**What the task requires**: Reproduce the data below verbatim, starting at the line that contains "Practice step: identify the camouflage uniform" and ending at the last line of the data.

## start

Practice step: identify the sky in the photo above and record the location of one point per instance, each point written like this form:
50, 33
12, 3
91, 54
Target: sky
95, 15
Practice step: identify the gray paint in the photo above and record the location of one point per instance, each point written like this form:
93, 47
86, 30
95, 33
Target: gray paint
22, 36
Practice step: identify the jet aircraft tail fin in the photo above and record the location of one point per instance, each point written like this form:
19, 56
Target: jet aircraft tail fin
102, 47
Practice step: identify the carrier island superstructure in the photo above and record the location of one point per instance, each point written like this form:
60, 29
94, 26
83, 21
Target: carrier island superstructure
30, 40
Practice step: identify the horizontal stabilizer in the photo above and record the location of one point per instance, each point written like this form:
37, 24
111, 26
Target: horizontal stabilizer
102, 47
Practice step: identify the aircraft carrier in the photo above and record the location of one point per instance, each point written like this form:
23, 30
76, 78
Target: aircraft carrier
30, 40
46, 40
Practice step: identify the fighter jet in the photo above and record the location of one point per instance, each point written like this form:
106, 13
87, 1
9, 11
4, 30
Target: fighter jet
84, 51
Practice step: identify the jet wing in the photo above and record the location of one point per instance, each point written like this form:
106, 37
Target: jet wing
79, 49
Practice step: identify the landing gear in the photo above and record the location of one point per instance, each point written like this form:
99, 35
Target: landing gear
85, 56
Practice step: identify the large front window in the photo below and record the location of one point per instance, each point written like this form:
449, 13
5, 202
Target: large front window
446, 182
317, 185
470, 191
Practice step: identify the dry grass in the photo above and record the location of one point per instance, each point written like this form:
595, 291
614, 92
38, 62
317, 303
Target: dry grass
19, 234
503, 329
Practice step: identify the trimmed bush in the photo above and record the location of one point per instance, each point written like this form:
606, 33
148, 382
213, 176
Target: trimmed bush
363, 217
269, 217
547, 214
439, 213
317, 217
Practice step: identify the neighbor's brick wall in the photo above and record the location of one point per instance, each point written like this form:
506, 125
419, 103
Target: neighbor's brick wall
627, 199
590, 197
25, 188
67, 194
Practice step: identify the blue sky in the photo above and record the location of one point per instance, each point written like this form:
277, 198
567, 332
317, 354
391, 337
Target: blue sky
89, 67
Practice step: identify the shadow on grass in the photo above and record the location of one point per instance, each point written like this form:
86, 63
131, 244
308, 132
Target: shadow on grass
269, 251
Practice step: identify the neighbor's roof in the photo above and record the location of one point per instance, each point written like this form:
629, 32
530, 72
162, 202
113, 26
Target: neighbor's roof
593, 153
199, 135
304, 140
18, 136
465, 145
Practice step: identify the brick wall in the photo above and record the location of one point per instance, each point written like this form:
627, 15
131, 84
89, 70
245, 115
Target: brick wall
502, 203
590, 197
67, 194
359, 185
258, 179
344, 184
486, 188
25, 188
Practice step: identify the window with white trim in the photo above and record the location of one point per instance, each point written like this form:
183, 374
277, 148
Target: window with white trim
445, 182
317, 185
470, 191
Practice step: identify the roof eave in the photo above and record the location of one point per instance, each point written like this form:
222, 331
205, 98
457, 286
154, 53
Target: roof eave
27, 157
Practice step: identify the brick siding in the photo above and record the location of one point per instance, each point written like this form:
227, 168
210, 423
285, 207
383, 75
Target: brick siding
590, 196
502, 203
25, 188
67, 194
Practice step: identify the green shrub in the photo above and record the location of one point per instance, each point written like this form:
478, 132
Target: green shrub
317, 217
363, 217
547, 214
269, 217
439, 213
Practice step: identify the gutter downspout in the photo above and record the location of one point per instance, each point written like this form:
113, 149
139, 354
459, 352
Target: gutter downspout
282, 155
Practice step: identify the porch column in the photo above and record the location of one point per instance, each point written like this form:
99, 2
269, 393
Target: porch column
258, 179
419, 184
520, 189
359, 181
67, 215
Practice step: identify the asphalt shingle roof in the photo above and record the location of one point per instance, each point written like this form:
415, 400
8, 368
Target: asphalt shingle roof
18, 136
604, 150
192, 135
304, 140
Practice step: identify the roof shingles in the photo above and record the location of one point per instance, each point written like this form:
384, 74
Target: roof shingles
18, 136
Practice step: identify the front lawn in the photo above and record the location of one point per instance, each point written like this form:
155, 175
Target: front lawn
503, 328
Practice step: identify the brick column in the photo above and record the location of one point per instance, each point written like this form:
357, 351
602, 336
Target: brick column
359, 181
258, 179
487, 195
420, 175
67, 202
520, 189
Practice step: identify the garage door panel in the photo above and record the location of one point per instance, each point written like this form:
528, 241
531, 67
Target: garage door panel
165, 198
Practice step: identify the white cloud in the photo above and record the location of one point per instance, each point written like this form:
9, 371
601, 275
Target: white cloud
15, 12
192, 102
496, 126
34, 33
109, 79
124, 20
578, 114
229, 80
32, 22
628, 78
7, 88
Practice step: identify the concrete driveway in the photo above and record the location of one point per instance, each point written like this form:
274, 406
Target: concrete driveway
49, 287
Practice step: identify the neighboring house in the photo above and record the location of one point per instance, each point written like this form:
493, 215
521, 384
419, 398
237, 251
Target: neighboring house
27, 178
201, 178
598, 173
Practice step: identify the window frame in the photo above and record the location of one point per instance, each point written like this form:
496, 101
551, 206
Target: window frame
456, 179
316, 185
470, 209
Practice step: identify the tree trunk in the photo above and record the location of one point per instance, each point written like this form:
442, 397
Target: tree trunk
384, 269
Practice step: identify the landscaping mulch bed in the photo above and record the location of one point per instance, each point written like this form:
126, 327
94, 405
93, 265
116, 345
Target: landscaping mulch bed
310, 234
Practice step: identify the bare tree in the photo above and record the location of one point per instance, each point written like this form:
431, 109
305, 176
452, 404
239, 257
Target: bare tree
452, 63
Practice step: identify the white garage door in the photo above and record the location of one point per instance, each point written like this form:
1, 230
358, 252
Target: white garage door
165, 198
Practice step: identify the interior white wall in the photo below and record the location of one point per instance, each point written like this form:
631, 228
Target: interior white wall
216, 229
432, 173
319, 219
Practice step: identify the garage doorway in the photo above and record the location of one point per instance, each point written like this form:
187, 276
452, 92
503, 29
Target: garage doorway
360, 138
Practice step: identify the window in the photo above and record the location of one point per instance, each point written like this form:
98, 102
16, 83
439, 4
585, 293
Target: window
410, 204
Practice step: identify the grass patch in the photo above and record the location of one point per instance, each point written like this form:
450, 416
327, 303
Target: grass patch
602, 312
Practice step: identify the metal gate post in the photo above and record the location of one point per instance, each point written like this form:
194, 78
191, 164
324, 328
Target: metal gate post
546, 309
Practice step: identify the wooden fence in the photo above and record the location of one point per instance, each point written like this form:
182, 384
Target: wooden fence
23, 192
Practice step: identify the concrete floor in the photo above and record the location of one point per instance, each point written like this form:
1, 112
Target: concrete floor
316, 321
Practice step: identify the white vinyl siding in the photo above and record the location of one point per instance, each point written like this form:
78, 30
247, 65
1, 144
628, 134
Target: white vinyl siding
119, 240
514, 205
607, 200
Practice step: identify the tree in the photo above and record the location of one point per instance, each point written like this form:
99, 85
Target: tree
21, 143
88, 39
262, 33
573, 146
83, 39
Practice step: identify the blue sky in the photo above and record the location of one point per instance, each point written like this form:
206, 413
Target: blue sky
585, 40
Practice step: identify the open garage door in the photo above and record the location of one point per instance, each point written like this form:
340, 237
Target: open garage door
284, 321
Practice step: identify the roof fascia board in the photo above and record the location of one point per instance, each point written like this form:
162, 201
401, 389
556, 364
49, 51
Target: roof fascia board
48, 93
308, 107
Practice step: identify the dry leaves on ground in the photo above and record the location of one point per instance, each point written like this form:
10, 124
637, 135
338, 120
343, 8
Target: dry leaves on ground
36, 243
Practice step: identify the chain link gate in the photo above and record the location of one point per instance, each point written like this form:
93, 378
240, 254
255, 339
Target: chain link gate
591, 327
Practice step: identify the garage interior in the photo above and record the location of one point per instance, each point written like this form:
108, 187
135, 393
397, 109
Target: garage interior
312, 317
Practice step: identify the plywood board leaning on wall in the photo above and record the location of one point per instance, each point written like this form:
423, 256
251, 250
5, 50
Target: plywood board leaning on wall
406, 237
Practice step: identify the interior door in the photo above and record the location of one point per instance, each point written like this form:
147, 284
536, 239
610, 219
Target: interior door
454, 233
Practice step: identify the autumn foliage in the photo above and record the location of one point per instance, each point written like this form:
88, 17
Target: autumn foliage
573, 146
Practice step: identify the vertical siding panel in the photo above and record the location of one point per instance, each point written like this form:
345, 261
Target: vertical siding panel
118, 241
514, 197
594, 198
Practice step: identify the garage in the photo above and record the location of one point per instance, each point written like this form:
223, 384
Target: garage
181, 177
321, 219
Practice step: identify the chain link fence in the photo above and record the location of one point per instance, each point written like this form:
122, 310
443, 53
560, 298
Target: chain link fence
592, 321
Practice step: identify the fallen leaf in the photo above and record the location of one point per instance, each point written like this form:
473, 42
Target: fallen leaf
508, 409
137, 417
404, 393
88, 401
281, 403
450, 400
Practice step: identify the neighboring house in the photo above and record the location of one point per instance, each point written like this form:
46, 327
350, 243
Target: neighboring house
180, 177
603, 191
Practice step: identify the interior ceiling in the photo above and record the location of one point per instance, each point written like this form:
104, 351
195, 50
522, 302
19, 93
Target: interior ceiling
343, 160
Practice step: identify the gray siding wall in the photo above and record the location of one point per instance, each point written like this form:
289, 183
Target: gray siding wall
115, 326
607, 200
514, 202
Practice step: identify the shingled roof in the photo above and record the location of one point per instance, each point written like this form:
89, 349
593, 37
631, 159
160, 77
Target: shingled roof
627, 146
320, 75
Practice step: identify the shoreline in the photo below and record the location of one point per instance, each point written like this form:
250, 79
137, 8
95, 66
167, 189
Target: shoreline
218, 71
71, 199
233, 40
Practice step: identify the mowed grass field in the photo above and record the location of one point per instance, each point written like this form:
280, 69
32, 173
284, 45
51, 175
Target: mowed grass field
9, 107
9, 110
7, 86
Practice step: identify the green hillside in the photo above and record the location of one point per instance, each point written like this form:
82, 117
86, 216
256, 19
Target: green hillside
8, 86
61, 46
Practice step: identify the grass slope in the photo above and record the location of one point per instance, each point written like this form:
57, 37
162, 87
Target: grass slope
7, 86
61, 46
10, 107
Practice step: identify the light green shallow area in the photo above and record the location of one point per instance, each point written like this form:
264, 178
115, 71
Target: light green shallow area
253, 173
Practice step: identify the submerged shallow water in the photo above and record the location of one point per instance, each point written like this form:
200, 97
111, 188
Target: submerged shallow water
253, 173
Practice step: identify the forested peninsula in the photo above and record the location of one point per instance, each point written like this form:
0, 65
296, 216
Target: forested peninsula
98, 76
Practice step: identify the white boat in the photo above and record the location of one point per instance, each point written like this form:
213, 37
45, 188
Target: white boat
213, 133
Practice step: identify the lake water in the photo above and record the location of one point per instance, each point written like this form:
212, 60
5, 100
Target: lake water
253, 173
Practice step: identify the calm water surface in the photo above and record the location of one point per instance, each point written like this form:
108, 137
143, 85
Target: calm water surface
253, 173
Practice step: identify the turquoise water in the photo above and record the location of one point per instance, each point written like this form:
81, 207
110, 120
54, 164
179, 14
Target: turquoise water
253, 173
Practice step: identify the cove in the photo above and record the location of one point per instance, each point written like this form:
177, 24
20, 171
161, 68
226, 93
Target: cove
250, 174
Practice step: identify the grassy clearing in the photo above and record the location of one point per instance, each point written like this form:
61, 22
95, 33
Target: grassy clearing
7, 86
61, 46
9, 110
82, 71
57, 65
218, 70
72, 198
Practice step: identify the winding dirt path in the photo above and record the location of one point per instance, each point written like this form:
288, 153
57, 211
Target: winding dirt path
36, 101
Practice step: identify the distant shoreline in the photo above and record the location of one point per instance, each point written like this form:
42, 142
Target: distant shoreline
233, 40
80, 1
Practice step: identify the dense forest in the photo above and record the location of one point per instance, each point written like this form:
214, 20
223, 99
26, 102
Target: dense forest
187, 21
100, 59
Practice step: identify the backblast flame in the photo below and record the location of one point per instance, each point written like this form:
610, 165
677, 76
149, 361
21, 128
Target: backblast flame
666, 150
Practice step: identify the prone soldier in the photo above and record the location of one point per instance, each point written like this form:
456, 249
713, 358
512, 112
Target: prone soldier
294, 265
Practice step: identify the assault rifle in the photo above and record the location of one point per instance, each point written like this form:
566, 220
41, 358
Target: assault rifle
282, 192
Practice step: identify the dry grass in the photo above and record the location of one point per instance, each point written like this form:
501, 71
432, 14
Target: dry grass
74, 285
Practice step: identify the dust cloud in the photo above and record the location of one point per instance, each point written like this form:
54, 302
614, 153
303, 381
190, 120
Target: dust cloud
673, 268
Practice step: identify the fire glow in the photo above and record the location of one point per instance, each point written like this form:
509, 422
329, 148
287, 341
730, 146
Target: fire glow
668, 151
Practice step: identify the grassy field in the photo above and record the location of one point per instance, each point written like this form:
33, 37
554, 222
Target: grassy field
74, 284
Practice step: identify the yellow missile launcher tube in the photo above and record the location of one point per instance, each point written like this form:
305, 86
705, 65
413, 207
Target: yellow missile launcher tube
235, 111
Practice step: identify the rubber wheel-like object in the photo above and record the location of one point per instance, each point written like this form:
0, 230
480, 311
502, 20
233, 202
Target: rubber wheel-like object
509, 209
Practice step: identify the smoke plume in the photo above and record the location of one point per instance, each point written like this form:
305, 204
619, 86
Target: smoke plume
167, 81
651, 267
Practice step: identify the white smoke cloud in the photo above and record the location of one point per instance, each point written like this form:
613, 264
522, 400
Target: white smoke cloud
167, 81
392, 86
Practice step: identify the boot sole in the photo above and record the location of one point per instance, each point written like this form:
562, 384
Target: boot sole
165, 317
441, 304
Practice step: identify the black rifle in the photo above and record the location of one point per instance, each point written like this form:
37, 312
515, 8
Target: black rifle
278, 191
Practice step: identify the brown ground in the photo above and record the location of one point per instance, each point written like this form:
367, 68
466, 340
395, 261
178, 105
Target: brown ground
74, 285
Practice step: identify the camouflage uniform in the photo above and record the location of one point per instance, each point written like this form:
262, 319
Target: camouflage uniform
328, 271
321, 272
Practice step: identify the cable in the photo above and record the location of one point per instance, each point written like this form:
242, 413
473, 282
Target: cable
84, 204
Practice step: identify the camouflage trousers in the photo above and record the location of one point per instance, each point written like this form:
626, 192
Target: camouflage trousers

## end

**Answer**:
Practice step: identify the camouflage uniform in the photo above and record the location of one point per instance, each point written like this form:
262, 319
Target: camouflage uniform
328, 271
321, 272
Practice step: identify the cable in the photo above and record the location of one point per instance, each point written like this form:
242, 413
473, 282
Target: cable
84, 204
Practice step: identify the camouflage trousers in the photo above and record the location of one point per instance, each point written like this form:
626, 192
Target: camouflage trousers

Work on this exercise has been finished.